◆ **What you are asked to do**
Write out the whole listing again, exactly.

◆ **Data provided**
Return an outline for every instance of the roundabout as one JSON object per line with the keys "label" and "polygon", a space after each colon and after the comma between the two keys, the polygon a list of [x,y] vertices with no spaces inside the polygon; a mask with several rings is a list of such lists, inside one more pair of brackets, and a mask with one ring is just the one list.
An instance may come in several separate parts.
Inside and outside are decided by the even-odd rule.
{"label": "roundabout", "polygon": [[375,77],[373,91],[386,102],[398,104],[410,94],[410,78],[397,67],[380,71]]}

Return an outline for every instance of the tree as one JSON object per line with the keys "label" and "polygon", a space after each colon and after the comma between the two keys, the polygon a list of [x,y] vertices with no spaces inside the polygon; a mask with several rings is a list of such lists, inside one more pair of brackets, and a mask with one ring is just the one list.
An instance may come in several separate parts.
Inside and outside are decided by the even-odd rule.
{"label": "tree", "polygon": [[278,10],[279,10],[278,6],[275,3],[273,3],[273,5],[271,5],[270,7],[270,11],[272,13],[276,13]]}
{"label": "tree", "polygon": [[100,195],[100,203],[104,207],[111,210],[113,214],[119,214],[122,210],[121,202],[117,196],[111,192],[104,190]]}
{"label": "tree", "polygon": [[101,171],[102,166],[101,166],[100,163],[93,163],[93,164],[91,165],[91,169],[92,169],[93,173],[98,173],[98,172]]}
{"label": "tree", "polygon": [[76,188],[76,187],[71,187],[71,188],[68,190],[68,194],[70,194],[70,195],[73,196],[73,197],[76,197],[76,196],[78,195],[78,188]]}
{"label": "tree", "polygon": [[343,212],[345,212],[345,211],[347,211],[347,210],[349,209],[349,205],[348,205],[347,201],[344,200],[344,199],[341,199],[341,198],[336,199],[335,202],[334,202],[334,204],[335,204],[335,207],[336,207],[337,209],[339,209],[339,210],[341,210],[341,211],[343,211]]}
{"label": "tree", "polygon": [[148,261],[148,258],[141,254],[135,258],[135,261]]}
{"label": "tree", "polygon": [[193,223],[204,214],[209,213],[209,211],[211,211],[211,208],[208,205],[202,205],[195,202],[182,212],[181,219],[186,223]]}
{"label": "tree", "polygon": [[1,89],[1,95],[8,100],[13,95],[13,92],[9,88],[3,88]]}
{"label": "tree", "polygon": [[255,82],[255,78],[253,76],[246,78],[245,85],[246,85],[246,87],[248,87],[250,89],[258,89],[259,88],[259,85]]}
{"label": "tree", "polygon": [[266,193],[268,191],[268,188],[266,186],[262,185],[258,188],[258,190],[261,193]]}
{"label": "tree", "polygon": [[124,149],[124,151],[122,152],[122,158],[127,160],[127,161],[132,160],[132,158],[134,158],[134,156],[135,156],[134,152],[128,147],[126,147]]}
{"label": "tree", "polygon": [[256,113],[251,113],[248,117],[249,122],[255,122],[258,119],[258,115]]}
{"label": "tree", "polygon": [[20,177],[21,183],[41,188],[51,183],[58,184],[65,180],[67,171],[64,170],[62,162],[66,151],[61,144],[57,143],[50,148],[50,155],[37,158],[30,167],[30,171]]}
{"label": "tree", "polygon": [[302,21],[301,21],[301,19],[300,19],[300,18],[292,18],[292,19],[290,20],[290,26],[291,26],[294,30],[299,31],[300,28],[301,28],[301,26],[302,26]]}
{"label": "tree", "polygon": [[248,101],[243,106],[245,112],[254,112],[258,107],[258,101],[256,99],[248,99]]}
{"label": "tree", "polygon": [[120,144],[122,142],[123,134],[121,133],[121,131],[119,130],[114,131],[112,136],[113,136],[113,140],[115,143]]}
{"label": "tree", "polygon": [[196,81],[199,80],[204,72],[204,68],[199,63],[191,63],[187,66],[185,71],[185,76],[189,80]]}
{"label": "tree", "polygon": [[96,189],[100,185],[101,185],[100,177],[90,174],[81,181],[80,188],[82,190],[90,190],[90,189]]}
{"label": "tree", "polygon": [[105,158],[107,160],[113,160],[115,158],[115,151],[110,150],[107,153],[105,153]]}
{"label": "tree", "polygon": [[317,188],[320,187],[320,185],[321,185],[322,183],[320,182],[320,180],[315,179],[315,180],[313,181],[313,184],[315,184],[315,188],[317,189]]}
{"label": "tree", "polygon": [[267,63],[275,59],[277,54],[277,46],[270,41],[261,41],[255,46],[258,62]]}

◆ **Answer for the task**
Return an outline for every instance of the roundabout as one JSON object per line with the keys "label" and "polygon", a space after each colon and after the comma between the two keys, the polygon a list of [x,y] vertices with no spaces inside the polygon; a mask with several rings is a list of such lists, inside one more pair of brackets, and a mask with one ring is just the one list.
An instance may come in several separate parts.
Inside and outside are decided by the even-odd rule.
{"label": "roundabout", "polygon": [[375,77],[373,91],[386,102],[398,104],[410,94],[410,78],[397,67],[380,71]]}

Return an outline for every instance of the tree as one JSON object per line with the keys "label" and "polygon", a space after each colon and after the comma between the two keys, the polygon a list of [x,y] vertices with no spaces inside the polygon; a mask with several rings is a list of such lists, inside one more pair of brackets, and a mask with one ring is just the one list.
An instance may come in several separate parts.
Inside and outside are decided by the even-odd rule.
{"label": "tree", "polygon": [[278,10],[279,10],[278,6],[275,3],[273,3],[273,5],[271,5],[270,7],[270,11],[272,13],[276,13]]}
{"label": "tree", "polygon": [[100,195],[100,203],[104,207],[111,210],[113,214],[119,214],[122,210],[121,202],[117,196],[111,192],[104,190]]}
{"label": "tree", "polygon": [[101,171],[102,166],[101,166],[100,163],[93,163],[93,164],[91,165],[91,169],[92,169],[93,173],[98,173],[98,172]]}
{"label": "tree", "polygon": [[76,188],[76,187],[71,187],[71,188],[68,190],[68,194],[70,194],[70,195],[73,196],[73,197],[76,197],[76,196],[78,195],[78,188]]}
{"label": "tree", "polygon": [[343,212],[345,212],[345,211],[347,211],[347,210],[349,209],[349,205],[348,205],[347,201],[344,200],[344,199],[341,199],[341,198],[336,199],[335,202],[334,202],[334,204],[335,204],[335,207],[336,207],[337,209],[339,209],[339,210],[341,210],[341,211],[343,211]]}
{"label": "tree", "polygon": [[148,261],[148,258],[141,254],[135,258],[135,261]]}
{"label": "tree", "polygon": [[193,223],[204,214],[209,213],[209,211],[211,211],[211,208],[208,205],[202,205],[195,202],[182,212],[181,219],[186,223]]}
{"label": "tree", "polygon": [[1,89],[1,95],[8,100],[13,95],[13,92],[9,88],[3,88]]}
{"label": "tree", "polygon": [[255,82],[255,78],[253,76],[246,78],[245,85],[246,85],[246,87],[248,87],[250,89],[258,89],[259,88],[259,85]]}
{"label": "tree", "polygon": [[266,193],[268,191],[268,188],[266,186],[262,185],[258,188],[258,190],[261,193]]}
{"label": "tree", "polygon": [[124,149],[124,151],[122,152],[122,158],[127,160],[127,161],[132,160],[132,158],[134,158],[134,156],[135,156],[134,152],[128,147],[126,147]]}
{"label": "tree", "polygon": [[256,113],[251,113],[248,117],[249,122],[255,122],[258,119],[258,115]]}
{"label": "tree", "polygon": [[20,177],[21,183],[41,188],[51,183],[58,184],[65,180],[67,171],[64,170],[62,162],[66,151],[61,144],[57,143],[50,148],[50,155],[37,158],[30,167],[30,171]]}
{"label": "tree", "polygon": [[302,21],[301,21],[301,19],[300,19],[300,18],[292,18],[292,19],[290,20],[290,26],[291,26],[294,30],[299,31],[300,28],[301,28],[301,26],[302,26]]}
{"label": "tree", "polygon": [[248,101],[243,106],[245,112],[254,112],[258,107],[258,101],[256,99],[248,99]]}
{"label": "tree", "polygon": [[120,144],[122,142],[123,134],[121,133],[121,131],[119,130],[114,131],[112,136],[113,136],[113,140],[115,143]]}
{"label": "tree", "polygon": [[196,81],[199,80],[204,72],[204,68],[199,63],[191,63],[187,66],[185,71],[185,76],[189,80]]}
{"label": "tree", "polygon": [[96,189],[100,185],[101,185],[100,177],[90,174],[81,181],[80,188],[82,190],[90,190],[90,189]]}
{"label": "tree", "polygon": [[105,158],[107,160],[113,160],[115,158],[115,151],[110,150],[107,153],[105,153]]}
{"label": "tree", "polygon": [[317,188],[320,187],[320,185],[321,185],[322,183],[320,182],[320,180],[315,179],[315,180],[313,181],[313,184],[315,184],[315,188],[317,189]]}
{"label": "tree", "polygon": [[267,63],[275,59],[277,54],[277,46],[270,41],[261,41],[255,46],[258,62]]}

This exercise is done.